__Tasks for this exercise__
A. Answer these questions using the essay about mouths and breath.
(i) How many people did the living room once feel filled with?
(ii) In the watercolor text, what does the speaker see in a room of unmasked people?
(iii) What question does the speaker's own mouth hold?
B. Carry on the essay about mouths and breath, picking up right after its final sentence.

__Selected extract__
※ ※ ※

If I don't give them attention, maybe they will go away. What choice is there but to hope?


2024
I look at my friends mouths when they speak and imagine a hallway of other mouths, doorways of lips and teeth opening and closing with words and breath. If you look into one mouth, there is another hallway of mouths, just as vast and unending, undulating with hundreds of thousands of breaths colliding.

My living room no longer feels like it's filled with three people, but hundreds, thousands.


Watercolor text that reads:
YOU SEE A ROOM OF UNMASKED PEOPLE, I SEE A HUNDRED GUNS SMILING PEARLY AS THEY SWEAR THEY AREN'T LOADED


The only mouth I can control is my own. It holds in its tight-lipped grasp the question


Is anywhere safe?


The words echo along my insides, the winding halls of my lungs and all the breaths I've taken into my own, the memory of air. Air, and all it carries with it.

※ ※ ※

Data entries
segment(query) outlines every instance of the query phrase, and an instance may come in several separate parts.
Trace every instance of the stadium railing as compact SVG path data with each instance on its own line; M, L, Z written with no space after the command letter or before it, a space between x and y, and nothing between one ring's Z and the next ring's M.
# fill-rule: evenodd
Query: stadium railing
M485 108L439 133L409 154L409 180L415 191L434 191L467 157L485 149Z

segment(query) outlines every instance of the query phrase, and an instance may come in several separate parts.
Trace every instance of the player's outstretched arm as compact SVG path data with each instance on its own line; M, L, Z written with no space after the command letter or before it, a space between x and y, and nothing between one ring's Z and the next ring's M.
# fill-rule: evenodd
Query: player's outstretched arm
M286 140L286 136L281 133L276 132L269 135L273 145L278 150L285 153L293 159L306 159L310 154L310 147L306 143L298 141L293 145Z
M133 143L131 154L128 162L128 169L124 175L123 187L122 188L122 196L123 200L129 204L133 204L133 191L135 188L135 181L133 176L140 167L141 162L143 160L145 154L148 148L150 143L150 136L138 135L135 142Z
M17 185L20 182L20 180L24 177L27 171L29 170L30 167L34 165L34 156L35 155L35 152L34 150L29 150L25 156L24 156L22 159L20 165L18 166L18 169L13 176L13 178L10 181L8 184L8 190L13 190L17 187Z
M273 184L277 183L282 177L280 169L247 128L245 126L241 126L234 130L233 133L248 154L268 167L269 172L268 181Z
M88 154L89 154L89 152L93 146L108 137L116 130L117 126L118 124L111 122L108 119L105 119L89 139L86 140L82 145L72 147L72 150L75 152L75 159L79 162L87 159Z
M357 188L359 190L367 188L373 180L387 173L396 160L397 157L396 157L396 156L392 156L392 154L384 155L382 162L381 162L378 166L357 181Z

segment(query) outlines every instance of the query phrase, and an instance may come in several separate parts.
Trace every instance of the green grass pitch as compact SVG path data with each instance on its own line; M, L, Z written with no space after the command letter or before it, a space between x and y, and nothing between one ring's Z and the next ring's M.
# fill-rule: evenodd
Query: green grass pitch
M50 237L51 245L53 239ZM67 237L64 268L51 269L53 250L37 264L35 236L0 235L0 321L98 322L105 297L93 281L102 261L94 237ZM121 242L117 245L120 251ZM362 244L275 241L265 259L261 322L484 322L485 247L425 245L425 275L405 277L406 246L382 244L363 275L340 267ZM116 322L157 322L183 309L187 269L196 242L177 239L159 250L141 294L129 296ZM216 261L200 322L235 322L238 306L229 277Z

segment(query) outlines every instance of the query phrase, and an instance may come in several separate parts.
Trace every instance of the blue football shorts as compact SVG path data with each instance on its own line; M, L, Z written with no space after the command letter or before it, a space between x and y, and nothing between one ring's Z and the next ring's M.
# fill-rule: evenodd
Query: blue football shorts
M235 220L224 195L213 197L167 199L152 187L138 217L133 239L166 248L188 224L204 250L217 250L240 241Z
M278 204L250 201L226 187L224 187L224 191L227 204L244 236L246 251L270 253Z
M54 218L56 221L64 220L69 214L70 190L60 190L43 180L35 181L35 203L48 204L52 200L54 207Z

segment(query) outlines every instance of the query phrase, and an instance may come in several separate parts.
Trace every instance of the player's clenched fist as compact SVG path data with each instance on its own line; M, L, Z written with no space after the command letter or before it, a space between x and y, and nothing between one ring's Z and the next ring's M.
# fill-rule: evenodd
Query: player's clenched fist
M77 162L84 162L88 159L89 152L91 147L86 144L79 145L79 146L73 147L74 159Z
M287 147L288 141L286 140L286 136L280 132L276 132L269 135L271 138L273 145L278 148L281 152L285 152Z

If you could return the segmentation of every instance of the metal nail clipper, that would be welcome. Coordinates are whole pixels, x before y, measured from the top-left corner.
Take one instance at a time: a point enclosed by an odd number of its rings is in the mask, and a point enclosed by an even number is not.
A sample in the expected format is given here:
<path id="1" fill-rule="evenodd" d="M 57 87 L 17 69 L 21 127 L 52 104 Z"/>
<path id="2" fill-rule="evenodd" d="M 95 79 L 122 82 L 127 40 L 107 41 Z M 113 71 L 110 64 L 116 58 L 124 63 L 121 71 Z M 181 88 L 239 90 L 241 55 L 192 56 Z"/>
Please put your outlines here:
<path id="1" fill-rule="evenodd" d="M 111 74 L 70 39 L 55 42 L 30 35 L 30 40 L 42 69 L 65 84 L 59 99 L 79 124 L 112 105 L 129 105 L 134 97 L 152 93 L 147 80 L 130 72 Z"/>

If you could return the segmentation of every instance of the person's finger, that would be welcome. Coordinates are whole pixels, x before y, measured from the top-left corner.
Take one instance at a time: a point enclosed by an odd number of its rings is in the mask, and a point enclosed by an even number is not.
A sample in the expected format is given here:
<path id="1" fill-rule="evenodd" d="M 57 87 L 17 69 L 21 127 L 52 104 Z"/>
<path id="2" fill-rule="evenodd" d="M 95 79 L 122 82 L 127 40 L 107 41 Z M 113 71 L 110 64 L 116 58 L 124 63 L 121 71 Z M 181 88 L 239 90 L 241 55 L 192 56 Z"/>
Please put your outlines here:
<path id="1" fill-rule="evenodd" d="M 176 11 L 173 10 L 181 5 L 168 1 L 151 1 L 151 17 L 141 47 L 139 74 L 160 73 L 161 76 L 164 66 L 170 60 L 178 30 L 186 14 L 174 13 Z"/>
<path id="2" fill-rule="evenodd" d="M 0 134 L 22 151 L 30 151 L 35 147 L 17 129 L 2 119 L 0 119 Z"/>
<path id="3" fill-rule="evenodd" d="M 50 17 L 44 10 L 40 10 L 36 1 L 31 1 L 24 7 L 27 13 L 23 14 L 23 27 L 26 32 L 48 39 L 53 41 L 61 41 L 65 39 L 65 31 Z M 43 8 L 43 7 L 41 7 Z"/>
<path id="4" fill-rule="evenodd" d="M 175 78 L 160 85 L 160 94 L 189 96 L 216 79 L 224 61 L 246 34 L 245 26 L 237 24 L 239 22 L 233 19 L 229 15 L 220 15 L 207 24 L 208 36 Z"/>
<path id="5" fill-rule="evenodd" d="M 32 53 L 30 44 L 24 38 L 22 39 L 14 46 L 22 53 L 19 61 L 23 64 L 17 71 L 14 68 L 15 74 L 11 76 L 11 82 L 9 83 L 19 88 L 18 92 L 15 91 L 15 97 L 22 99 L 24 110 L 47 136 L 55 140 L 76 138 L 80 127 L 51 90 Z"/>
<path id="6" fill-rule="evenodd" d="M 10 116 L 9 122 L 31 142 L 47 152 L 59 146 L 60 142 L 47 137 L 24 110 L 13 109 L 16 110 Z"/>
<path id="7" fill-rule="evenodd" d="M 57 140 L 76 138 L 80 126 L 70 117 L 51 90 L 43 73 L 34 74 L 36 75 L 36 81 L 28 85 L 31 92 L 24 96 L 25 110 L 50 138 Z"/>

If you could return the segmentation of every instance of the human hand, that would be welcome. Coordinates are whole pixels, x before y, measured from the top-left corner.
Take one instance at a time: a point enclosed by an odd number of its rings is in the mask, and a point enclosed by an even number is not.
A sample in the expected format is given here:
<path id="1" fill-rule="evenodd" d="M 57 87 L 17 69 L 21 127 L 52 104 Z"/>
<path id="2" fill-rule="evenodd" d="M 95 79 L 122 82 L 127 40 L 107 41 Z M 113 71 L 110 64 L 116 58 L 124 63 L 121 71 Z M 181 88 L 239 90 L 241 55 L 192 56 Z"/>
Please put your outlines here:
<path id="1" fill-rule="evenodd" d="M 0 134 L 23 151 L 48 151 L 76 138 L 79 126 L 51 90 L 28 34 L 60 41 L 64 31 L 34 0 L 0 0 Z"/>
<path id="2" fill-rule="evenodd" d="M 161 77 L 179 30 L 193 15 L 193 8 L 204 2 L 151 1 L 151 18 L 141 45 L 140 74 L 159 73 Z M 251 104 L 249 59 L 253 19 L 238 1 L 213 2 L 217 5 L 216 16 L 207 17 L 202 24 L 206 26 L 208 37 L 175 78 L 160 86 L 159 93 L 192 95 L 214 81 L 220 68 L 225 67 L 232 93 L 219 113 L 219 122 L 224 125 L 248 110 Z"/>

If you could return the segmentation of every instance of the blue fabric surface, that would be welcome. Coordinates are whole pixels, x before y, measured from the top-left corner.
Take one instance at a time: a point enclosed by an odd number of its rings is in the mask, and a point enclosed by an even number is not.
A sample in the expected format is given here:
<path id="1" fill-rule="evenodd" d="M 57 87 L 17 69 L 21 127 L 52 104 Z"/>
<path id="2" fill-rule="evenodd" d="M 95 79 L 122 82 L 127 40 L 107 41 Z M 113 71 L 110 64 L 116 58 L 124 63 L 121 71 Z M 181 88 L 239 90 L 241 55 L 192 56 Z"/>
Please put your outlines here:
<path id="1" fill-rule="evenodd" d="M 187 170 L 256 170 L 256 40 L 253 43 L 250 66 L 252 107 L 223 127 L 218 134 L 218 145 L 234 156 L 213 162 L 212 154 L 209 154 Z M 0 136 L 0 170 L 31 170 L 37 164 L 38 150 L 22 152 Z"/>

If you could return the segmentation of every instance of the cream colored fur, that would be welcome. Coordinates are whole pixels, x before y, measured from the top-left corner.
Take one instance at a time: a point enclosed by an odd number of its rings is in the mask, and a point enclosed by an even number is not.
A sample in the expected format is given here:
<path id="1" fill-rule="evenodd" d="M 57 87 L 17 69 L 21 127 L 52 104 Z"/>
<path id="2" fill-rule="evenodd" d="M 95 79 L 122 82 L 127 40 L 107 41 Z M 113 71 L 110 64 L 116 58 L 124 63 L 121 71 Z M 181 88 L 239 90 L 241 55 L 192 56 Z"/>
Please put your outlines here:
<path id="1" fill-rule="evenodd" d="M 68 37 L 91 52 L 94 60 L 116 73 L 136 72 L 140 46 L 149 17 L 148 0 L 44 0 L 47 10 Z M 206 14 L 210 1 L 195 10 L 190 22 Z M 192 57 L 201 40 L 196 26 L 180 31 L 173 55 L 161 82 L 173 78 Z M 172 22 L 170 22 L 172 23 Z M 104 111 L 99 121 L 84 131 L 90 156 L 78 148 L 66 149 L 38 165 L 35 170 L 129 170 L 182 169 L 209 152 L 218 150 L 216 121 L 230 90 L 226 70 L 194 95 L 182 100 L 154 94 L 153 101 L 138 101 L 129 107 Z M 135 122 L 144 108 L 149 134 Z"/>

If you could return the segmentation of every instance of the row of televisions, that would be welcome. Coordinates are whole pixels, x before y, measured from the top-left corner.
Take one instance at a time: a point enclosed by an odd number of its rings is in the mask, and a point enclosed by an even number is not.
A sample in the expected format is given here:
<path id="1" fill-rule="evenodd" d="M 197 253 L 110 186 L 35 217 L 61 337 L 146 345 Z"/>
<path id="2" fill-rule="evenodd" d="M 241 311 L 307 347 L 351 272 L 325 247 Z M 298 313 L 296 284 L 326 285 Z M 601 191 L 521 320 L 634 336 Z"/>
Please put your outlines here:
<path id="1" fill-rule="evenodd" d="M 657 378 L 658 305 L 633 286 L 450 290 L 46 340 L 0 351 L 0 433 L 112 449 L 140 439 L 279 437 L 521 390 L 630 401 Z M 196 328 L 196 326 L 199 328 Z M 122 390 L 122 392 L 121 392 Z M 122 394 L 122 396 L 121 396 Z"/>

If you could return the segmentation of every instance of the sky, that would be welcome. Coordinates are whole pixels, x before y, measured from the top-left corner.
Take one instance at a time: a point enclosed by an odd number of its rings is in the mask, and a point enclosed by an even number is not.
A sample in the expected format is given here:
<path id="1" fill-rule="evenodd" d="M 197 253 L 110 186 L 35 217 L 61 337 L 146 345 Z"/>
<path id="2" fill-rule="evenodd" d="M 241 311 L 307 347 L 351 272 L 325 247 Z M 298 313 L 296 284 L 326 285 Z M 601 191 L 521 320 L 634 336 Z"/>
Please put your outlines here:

※ ※ ※

__Answers__
A.
(i) Three people.
(ii) A hundred guns smiling pearly as they swear they aren't loaded.
(iii) "Is anywhere safe?"

B.
If I follow the path of memory through my lungs, what might I find?
A bass line. Wildfire smoke. Her breath into my mouth on that day


December 2020.

Her flight has just landed, and I've just picked her up from the airport. She gets in the passenger seat, removes her mask, and kisses me.

Earlier that day, I texted to ask if she'd be okay with masking for a few days after she gets home, just a few days of quarantine to make sure she didn't catch anything. She tells me that she won't mask in her own home. "That's the place I should be able to feel safe." she tells me.

A couple days later, we're sitting in the basement together. I've just hit the bong and passed it back to her when she says

“You know what's weird? I haven't been able to taste anything recently.”


May 2023.
Everyone is vaccinated, and everyone is dancing.
I no longer wear a mask, and it seems like no one else does either. I let our highest hopes lull me into a false sense of security. With the vaccine, we are probably safe. It's no more than a cold.
I pencil in my moustache and circle my eyes in black. Emboldened by testosterone, longing to live a Hot Topic adolescence that I missed.
We call each other faggots and thrash beneath flashing lights to queer people singing queer music, breathing queer air.
We fear angry men with guns, but we do not fear each other.


December 2023.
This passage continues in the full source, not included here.